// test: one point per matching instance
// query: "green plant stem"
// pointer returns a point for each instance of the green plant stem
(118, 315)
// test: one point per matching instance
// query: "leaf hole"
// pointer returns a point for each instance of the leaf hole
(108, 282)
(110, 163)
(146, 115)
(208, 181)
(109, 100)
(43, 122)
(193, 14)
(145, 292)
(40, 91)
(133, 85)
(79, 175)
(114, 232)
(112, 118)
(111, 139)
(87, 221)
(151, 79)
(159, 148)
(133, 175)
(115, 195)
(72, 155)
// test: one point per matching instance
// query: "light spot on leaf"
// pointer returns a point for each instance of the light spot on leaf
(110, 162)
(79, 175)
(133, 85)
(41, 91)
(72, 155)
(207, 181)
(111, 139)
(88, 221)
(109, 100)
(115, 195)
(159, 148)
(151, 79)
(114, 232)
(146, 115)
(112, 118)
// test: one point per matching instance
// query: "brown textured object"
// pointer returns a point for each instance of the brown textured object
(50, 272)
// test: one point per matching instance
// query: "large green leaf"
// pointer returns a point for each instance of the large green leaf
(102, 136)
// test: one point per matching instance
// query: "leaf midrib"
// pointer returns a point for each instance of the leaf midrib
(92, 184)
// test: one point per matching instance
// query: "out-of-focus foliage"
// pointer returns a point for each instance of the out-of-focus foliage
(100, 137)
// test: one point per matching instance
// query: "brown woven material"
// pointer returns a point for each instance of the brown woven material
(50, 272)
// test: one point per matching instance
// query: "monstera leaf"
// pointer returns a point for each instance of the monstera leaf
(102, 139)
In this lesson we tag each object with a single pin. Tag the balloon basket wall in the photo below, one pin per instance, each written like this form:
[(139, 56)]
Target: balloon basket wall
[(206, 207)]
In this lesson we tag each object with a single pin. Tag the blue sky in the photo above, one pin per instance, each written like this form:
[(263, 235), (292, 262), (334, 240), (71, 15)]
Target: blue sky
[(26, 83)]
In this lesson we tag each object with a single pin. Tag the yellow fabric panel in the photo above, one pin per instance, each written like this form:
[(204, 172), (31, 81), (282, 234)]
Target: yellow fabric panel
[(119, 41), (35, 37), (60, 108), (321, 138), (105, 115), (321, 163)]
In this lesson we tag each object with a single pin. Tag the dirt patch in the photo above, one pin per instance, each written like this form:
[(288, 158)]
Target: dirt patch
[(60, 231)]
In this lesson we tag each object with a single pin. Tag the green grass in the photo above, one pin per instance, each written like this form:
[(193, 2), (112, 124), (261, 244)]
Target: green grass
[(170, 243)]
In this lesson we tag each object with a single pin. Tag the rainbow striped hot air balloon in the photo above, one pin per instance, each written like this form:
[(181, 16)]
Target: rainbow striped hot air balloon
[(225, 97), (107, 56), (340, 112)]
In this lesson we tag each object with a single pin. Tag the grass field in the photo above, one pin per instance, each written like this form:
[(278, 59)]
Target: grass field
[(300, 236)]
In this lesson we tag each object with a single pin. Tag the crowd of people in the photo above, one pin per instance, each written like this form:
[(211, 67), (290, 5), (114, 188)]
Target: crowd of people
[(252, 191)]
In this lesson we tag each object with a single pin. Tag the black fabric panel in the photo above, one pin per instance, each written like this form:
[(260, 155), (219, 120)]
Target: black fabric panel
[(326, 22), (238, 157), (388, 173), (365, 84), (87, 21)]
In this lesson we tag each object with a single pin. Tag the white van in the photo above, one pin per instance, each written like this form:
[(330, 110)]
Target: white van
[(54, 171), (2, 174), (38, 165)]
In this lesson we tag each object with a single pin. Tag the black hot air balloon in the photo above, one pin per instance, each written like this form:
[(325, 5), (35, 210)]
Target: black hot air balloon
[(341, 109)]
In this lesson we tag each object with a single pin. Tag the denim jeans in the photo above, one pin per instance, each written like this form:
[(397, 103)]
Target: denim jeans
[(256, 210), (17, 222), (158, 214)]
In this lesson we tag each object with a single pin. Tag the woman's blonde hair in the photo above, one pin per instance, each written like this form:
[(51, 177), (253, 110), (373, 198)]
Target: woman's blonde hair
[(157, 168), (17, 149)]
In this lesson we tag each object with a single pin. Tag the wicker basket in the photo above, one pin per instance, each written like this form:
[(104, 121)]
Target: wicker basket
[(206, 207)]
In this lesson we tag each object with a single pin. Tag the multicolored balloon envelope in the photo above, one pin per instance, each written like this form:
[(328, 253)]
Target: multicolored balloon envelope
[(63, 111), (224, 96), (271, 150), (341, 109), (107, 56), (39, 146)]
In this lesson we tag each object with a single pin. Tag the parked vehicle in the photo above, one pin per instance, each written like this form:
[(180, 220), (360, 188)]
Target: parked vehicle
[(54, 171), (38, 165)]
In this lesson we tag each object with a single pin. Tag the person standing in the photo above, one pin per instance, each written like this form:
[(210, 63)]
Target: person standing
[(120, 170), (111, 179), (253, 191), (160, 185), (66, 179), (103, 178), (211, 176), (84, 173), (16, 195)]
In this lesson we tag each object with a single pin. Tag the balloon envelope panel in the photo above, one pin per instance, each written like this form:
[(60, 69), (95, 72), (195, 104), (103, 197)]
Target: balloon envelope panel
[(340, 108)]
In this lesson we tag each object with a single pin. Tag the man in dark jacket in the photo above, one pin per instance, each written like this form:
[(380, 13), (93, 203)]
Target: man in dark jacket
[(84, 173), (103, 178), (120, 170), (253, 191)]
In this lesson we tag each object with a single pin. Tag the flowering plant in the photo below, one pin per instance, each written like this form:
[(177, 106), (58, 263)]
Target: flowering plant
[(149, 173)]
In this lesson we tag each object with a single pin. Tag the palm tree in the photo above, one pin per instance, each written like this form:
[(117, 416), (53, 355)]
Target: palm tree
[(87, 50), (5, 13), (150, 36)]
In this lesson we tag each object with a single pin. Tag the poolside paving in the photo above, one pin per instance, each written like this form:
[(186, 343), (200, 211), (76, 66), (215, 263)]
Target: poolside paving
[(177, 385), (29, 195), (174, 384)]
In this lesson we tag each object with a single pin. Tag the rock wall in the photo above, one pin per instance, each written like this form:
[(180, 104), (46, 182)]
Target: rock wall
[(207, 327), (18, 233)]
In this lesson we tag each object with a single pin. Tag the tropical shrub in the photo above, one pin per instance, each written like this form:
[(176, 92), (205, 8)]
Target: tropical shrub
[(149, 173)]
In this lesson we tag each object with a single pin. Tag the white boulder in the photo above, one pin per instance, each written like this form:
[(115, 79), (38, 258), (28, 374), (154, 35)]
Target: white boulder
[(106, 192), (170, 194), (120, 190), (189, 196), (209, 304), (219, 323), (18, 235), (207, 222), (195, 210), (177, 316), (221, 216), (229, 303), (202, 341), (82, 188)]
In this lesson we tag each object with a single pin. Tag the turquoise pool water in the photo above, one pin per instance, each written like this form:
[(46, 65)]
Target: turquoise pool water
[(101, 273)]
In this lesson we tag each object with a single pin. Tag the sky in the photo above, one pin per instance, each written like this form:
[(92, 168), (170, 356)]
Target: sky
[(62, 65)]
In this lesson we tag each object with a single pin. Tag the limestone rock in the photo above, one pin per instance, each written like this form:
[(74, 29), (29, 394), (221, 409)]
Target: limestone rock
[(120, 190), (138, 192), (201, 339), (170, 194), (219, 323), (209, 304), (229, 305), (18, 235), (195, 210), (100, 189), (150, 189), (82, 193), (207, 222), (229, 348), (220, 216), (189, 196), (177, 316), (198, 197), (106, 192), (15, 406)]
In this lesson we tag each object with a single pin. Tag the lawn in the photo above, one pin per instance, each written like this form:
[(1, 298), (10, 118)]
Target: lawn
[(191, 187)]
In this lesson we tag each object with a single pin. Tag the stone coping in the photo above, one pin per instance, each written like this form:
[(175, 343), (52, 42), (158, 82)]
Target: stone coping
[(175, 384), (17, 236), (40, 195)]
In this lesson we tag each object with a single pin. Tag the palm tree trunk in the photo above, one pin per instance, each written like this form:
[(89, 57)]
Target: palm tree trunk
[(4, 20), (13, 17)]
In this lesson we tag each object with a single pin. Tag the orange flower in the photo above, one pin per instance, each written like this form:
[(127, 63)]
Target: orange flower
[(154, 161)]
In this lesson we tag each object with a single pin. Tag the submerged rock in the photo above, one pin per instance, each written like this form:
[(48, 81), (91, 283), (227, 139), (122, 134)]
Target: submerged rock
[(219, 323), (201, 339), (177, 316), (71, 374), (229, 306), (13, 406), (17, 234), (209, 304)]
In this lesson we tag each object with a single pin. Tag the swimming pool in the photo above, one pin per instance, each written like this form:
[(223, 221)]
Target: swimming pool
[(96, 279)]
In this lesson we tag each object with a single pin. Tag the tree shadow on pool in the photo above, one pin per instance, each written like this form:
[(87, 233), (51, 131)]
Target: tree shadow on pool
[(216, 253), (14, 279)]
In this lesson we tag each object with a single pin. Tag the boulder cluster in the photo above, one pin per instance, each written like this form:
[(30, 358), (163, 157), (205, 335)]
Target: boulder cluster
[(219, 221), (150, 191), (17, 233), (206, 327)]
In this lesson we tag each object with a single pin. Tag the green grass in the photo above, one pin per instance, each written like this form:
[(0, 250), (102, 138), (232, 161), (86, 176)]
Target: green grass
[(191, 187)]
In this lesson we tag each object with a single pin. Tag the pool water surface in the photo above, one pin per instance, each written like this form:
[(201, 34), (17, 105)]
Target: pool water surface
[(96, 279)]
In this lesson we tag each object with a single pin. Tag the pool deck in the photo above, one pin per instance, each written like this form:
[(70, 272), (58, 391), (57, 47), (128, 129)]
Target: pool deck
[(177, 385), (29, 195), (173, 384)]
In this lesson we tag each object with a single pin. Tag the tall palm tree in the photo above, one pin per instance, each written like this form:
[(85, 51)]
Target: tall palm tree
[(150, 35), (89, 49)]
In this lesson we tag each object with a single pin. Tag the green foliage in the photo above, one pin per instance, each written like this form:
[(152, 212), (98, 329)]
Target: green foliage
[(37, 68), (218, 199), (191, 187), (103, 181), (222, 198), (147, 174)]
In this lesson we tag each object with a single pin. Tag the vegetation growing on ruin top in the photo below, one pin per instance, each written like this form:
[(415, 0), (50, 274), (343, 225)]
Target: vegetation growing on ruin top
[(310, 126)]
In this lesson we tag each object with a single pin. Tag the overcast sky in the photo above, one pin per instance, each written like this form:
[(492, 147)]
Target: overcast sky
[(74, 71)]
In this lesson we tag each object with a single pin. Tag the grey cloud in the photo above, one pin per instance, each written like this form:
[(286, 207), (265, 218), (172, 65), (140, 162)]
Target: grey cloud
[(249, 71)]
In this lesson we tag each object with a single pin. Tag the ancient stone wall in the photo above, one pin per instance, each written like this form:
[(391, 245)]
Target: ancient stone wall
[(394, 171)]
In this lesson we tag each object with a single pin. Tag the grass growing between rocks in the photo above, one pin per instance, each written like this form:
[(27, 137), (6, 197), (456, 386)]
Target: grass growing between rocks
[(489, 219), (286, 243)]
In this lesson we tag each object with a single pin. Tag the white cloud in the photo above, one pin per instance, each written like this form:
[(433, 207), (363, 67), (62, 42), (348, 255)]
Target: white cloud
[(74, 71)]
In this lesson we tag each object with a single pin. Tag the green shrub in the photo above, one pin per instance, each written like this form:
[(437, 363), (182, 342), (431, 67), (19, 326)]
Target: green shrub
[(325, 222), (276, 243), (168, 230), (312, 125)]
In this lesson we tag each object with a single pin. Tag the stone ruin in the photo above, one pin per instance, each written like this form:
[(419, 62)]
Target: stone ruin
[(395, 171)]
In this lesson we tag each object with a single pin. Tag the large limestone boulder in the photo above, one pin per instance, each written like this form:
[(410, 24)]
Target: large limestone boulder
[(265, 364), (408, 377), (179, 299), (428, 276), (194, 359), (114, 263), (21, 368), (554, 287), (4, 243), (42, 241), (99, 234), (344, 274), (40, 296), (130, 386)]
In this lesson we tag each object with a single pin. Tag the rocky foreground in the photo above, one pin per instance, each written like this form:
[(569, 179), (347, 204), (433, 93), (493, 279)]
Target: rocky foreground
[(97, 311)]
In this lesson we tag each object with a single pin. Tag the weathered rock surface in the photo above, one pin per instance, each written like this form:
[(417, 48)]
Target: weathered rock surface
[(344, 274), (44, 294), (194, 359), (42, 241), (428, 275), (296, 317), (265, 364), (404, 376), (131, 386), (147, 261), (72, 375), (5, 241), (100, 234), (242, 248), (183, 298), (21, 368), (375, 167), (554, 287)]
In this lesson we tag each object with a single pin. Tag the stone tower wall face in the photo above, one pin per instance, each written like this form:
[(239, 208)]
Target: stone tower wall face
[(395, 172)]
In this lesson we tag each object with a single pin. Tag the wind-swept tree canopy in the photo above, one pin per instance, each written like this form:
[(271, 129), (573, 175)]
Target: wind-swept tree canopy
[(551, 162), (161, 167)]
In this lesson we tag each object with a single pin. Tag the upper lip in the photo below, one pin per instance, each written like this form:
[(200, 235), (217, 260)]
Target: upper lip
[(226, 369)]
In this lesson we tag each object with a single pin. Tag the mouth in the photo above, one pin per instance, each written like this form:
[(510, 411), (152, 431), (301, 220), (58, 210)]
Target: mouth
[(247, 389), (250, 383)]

==*==

| Aim of the task |
Take exactly the lines from the one containing "Target: orange flower" through the one containing "[(48, 81), (91, 283), (227, 139), (122, 134)]" in the data above, and output them with nothing added.

| Solution to the problem |
Target: orange flower
[(154, 161)]
In this lesson we tag each object with a single pin. Tag the submerged rock in the photo above, one pin per instance, each written like this form:
[(48, 81), (91, 283), (227, 139), (122, 134)]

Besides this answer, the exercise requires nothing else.